→ EXERCISE GOAL: Transcribe only the lines between the first line of the records and the line containing "positive clicks: (440, 356)", inclusive, exactly as written.

→ RECORD EXCERPTS:
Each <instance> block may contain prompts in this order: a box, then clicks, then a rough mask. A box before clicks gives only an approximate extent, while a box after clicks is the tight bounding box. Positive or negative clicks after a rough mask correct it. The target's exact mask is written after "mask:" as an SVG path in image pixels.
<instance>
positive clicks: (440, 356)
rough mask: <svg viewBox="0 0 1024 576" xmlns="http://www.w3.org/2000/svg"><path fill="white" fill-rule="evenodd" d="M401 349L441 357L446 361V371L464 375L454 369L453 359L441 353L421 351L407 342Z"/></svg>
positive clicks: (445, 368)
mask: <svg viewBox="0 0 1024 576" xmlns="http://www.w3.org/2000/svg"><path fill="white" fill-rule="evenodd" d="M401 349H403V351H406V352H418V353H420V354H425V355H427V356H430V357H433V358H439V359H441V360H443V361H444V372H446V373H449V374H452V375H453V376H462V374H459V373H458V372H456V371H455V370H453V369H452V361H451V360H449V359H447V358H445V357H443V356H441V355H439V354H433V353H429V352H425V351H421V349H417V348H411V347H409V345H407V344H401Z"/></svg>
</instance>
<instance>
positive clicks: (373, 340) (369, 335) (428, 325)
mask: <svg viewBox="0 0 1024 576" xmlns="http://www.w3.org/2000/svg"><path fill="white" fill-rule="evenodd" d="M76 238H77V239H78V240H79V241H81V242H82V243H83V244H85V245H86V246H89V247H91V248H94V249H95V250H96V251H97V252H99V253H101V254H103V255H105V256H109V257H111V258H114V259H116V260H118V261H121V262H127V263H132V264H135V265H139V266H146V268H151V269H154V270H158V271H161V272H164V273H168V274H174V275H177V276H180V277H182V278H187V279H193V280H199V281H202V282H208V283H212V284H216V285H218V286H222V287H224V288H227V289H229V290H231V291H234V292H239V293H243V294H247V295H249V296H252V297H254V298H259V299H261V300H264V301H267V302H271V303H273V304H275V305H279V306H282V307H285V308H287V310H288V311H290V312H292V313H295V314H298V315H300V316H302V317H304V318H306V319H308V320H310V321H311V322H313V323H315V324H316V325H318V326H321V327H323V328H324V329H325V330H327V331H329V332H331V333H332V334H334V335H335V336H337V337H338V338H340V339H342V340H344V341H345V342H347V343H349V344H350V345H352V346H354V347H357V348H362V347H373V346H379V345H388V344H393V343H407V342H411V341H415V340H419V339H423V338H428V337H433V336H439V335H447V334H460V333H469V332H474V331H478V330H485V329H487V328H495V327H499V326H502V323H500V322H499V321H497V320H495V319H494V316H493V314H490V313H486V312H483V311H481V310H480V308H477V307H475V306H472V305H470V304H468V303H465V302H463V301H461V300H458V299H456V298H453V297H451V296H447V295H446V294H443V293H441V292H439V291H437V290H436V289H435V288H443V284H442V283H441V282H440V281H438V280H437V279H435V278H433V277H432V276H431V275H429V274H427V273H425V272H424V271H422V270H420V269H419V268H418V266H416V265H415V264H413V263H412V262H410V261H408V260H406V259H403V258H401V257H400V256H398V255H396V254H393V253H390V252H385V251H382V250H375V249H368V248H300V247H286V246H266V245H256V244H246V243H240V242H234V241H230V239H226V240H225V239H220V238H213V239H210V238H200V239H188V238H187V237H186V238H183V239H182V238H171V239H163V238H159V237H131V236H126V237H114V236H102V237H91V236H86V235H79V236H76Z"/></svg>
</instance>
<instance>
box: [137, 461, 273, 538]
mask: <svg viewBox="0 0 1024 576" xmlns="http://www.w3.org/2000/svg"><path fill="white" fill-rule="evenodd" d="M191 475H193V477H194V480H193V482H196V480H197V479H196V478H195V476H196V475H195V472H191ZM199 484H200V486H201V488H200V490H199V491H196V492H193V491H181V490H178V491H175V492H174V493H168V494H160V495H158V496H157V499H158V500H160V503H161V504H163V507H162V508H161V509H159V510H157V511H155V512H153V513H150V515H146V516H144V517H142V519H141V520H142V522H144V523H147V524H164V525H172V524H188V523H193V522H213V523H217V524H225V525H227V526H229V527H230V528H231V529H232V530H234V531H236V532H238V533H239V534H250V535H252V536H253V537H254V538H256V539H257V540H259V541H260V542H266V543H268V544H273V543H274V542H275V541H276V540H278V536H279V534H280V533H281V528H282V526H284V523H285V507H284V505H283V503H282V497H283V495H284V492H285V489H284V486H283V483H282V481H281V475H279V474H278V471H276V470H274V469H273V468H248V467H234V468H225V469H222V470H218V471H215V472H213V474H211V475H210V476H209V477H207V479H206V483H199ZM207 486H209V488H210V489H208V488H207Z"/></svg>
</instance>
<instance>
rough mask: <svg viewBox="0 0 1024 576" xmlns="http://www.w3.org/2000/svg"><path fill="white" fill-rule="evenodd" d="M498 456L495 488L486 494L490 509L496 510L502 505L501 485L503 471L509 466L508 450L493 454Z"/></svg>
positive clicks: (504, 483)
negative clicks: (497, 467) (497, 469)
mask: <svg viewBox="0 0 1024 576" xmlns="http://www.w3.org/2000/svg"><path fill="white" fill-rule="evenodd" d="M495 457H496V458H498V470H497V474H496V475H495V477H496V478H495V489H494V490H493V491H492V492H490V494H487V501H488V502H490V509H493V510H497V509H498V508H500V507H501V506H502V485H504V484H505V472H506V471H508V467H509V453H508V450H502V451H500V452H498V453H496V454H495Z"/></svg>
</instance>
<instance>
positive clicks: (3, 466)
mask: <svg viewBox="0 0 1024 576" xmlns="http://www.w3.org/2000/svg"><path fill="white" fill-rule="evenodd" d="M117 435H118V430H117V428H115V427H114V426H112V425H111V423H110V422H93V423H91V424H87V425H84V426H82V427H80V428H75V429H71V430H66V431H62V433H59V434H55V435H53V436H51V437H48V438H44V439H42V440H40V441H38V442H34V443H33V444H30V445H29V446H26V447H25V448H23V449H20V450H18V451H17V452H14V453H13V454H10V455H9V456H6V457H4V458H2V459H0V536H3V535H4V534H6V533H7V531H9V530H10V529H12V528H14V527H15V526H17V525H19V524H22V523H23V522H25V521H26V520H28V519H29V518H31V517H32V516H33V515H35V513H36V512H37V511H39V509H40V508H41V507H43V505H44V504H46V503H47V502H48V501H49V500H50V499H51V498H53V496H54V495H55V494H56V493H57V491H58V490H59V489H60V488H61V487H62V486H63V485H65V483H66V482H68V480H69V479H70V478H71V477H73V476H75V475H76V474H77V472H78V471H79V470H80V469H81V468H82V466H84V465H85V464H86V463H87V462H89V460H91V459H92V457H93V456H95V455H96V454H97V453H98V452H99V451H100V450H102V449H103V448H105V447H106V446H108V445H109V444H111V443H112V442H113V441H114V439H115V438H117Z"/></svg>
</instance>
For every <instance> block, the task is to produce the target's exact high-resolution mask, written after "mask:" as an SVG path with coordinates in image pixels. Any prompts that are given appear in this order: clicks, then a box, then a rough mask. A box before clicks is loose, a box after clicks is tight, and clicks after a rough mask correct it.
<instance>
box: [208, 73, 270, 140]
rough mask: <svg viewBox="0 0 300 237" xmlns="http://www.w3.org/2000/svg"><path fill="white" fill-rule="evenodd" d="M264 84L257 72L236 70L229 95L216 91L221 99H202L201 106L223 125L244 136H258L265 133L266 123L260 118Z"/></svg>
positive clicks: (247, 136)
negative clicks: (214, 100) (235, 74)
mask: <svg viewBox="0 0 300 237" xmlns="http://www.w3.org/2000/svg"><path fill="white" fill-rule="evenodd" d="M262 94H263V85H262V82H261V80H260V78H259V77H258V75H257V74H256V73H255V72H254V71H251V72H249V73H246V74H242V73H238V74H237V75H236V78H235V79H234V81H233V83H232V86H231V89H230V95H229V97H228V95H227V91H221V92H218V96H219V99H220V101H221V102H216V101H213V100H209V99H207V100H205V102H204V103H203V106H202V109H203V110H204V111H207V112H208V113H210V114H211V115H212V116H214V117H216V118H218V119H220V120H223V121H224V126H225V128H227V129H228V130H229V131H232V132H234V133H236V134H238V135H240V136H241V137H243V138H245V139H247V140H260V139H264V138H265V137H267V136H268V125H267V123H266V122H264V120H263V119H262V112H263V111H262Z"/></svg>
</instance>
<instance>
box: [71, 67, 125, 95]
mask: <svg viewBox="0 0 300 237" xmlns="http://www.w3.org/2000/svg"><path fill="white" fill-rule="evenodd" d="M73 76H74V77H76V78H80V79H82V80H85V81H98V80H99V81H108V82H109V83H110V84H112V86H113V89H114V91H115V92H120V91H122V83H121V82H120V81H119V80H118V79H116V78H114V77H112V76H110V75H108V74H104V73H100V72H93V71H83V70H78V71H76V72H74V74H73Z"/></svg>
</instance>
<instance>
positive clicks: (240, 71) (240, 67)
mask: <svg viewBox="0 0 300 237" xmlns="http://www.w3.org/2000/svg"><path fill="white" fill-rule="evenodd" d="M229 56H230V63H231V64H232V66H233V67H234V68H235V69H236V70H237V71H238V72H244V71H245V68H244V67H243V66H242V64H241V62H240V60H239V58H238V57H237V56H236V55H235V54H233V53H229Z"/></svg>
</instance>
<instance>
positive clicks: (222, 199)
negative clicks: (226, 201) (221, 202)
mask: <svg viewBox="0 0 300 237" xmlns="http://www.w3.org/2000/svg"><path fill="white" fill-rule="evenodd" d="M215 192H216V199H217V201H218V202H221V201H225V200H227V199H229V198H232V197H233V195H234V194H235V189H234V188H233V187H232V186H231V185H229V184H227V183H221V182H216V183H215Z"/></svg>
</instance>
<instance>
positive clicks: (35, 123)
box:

→ EXERCISE RESULT:
Each <instance> block may contain prompts in this order: a box, then clicks, then a rough mask. A box before clicks gives only an approximate extent, while a box after clicks is the tight bounding box. Positive or negative clicks after a rough mask correct it. The target's exact mask is written after "mask:" as an SVG path in image pixels.
<instance>
positive clicks: (440, 356)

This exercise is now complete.